▶ Problem statement: Collect every line of the records below that contains the word "woman".

------------------------------------------------

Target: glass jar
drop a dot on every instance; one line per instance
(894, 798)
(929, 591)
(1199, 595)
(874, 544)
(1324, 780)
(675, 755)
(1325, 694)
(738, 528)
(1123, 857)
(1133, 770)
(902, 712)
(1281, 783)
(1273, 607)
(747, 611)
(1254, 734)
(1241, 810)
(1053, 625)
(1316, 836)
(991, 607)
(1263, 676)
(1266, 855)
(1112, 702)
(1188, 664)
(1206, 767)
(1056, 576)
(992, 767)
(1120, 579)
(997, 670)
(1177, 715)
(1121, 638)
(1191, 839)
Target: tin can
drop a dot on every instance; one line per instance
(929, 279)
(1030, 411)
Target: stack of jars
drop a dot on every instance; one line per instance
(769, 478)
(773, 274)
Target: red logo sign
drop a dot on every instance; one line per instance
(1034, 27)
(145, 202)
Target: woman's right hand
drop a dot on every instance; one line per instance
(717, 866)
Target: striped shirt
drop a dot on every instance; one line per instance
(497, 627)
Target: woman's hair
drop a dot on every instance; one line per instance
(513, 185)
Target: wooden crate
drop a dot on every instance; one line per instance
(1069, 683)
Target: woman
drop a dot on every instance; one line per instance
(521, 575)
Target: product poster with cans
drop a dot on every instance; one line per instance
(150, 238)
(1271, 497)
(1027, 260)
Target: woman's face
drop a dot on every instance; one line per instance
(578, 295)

------------------------------------------------

▶ Response to the task:
Target: woman's right hand
Target: woman's hair
Target: woman
Target: woman's face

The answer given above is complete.